— start —

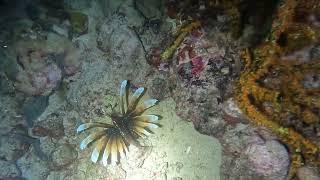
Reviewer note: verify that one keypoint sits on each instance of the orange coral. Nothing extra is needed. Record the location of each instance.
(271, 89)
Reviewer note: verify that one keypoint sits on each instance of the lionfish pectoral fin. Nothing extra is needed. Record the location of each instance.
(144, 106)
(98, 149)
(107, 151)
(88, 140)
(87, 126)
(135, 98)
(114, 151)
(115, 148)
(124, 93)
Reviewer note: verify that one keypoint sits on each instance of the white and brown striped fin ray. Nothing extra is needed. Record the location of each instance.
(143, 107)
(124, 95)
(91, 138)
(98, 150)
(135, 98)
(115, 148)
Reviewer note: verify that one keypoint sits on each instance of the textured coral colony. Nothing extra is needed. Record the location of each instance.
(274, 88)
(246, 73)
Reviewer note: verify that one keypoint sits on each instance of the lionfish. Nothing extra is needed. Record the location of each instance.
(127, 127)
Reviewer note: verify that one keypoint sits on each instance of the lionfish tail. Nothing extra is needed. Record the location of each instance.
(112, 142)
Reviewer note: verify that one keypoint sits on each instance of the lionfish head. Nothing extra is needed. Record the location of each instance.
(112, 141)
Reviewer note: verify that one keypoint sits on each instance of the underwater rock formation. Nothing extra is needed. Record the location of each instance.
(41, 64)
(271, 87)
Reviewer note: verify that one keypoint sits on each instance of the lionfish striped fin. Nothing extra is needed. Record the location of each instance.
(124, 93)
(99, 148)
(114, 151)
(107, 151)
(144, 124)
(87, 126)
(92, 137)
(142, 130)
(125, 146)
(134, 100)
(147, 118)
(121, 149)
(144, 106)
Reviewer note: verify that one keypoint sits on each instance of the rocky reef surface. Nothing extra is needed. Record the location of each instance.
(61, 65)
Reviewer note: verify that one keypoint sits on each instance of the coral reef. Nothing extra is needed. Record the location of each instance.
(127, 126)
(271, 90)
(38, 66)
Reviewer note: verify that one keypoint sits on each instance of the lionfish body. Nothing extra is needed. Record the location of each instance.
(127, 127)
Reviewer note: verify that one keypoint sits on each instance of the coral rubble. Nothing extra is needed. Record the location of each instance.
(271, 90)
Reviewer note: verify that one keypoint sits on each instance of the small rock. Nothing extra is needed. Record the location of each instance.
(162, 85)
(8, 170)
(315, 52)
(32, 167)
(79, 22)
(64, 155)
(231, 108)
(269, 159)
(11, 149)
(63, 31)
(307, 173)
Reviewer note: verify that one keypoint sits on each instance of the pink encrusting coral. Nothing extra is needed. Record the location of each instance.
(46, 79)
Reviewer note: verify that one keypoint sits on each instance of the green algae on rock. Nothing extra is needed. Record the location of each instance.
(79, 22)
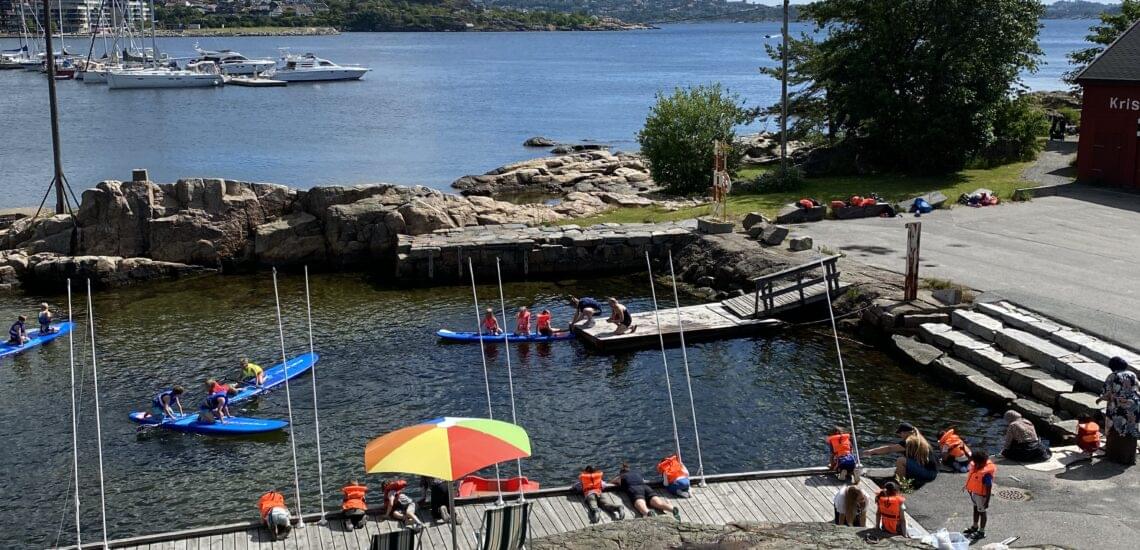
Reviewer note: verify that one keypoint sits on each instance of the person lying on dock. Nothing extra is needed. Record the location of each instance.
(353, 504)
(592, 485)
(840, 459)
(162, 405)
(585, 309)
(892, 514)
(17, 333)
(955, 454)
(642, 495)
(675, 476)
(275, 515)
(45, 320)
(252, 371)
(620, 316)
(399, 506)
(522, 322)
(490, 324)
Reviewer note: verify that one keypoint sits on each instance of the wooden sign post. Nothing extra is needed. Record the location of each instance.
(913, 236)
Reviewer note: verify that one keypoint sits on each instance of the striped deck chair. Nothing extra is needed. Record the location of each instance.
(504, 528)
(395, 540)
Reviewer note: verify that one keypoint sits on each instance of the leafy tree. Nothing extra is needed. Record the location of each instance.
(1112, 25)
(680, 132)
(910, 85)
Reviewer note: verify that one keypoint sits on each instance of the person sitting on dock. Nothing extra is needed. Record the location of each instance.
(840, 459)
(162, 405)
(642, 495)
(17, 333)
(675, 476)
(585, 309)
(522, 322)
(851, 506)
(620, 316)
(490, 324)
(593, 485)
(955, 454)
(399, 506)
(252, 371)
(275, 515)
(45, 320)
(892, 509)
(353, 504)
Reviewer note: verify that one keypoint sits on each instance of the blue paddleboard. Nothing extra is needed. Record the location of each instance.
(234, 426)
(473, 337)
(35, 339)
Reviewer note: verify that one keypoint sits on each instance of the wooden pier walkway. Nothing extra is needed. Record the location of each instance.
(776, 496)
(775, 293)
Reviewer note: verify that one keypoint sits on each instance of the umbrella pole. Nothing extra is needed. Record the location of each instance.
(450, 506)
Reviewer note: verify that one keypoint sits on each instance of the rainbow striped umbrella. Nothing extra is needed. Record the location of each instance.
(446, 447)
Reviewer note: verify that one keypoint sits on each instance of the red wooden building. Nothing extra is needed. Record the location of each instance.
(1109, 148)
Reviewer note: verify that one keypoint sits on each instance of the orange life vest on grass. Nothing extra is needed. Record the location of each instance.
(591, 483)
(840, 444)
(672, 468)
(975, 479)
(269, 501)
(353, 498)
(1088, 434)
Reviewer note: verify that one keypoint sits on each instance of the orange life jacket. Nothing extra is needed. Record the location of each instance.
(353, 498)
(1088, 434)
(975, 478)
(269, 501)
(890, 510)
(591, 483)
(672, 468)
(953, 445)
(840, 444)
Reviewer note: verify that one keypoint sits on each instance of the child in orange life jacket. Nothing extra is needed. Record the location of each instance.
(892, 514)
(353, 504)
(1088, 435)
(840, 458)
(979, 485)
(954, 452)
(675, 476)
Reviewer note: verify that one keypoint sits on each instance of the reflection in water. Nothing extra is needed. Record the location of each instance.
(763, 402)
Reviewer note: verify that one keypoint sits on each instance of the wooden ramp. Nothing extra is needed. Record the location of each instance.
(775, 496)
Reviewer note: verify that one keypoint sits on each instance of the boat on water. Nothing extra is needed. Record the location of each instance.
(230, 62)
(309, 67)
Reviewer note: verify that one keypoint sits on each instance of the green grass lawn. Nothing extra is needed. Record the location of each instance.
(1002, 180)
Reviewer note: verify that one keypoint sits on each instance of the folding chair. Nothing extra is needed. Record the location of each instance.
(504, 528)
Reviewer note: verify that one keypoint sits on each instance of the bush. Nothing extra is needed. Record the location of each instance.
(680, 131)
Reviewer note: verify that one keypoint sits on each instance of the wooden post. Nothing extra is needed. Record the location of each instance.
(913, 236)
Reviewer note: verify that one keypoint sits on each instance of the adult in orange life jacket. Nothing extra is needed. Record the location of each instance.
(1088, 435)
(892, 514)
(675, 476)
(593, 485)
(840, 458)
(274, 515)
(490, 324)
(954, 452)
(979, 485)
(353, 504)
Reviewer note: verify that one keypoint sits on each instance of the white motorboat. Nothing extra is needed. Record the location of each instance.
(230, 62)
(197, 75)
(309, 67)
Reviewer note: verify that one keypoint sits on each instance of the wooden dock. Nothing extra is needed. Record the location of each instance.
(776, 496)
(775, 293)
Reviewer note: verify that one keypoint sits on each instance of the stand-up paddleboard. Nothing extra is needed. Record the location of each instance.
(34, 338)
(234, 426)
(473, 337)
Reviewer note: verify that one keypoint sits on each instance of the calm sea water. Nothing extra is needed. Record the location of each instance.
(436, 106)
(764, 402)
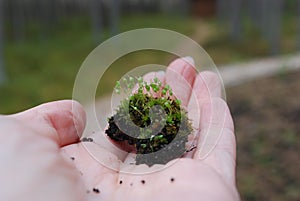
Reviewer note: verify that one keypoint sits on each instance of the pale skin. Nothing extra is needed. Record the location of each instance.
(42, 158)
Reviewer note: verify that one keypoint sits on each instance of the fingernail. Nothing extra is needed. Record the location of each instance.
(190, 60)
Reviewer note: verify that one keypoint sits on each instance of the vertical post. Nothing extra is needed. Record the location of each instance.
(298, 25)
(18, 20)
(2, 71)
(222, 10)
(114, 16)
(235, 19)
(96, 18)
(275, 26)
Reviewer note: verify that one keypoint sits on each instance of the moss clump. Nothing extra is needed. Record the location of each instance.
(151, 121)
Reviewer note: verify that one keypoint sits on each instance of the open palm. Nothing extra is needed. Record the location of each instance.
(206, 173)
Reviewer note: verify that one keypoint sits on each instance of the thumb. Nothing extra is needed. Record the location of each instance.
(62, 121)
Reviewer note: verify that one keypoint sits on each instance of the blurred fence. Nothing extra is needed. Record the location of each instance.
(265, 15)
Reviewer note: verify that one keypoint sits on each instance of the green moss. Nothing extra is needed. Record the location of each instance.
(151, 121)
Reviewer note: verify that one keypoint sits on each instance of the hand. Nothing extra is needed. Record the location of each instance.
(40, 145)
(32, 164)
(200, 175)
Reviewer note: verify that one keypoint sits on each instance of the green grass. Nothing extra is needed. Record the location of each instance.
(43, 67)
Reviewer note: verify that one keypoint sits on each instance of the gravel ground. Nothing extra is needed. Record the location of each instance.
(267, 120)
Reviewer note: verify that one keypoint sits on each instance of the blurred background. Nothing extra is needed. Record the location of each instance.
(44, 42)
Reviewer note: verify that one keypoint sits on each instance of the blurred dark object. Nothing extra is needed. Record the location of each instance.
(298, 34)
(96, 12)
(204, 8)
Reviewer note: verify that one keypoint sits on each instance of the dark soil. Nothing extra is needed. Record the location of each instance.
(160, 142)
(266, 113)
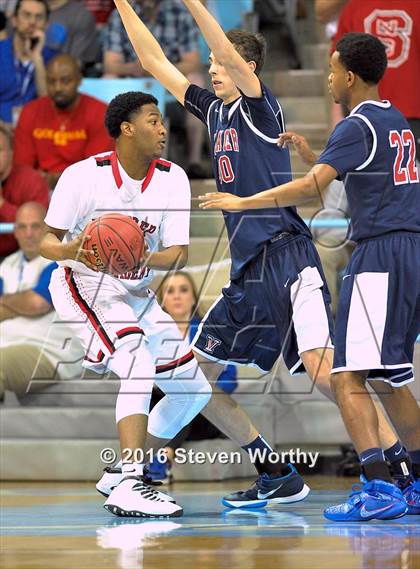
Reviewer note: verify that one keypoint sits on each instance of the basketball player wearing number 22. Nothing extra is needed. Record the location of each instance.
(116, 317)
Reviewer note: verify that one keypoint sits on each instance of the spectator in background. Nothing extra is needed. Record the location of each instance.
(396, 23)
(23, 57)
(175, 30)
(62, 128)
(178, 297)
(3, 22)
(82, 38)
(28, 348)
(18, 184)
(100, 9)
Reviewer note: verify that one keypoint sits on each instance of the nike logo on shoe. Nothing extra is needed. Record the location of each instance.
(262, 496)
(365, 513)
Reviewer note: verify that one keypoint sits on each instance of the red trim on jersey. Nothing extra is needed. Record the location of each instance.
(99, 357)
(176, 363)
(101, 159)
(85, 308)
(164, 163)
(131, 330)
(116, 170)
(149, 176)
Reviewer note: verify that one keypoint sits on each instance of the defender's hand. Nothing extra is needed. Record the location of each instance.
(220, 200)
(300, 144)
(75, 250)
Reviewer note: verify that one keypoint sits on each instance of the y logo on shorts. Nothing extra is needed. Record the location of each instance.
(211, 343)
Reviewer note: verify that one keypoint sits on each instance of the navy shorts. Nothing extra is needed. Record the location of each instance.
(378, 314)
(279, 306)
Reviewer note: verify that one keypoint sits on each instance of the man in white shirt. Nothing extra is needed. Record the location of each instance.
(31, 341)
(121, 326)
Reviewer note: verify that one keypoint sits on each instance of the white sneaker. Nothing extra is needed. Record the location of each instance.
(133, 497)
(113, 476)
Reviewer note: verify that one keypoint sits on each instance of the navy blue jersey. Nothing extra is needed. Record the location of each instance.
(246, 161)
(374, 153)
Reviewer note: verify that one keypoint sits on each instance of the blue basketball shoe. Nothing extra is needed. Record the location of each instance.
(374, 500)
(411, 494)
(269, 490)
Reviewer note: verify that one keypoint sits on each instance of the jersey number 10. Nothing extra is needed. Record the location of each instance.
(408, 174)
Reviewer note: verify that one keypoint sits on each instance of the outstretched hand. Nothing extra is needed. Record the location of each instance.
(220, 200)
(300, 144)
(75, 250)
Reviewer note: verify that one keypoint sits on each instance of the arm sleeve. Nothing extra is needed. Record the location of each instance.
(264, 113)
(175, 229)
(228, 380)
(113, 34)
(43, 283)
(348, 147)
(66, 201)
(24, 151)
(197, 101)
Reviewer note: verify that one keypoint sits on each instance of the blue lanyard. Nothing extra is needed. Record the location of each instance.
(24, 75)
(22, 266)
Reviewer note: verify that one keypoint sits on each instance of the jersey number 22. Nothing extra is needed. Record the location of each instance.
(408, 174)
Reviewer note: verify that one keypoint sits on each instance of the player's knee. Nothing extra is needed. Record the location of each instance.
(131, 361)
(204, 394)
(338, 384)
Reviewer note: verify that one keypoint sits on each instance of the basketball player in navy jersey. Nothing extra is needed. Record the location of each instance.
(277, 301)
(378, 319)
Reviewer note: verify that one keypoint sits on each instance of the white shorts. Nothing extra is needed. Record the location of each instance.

— end —

* **Exercise aim**
Send back exactly the lines from the line with "of the outstretched" through the end of the records.

* **Full answer**
Reviewer note: verify that one keypoint sits on each instance of the outstretched hand. Nothing extra is needed. Record the location of each instance.
(220, 200)
(300, 144)
(75, 250)
Reviewer note: verify that one keypoint sits on each instance of the arm sleeve. Nothing extra is needed. Record the location of each instance.
(264, 113)
(175, 229)
(228, 380)
(113, 34)
(43, 283)
(348, 147)
(66, 201)
(24, 151)
(197, 101)
Reviewer note: verify that one keypoint sits on each instance of the blue lanyard. Nothing extra is needed. Record the location of each instance.
(24, 75)
(22, 266)
Reviewer note: verify that one keypoint sits on each instance of the jersey number 22. Nothing extra is needed. Record the location of each instance.
(408, 174)
Reviewer note: verify that one keypoint sits on each instance of the player's knee. Nothing extra is needed. Record the location of each instance.
(131, 361)
(204, 394)
(338, 384)
Reviewer note: verify that one keypoint sits on each instance of the basketball player in navy jersey. Nothing extra is needed. Record the location of each instance.
(277, 301)
(378, 319)
Reviewer note: verify that one keypoint sits on each instance of the white shorts. Nothing extra is needed. Record the location of each instance.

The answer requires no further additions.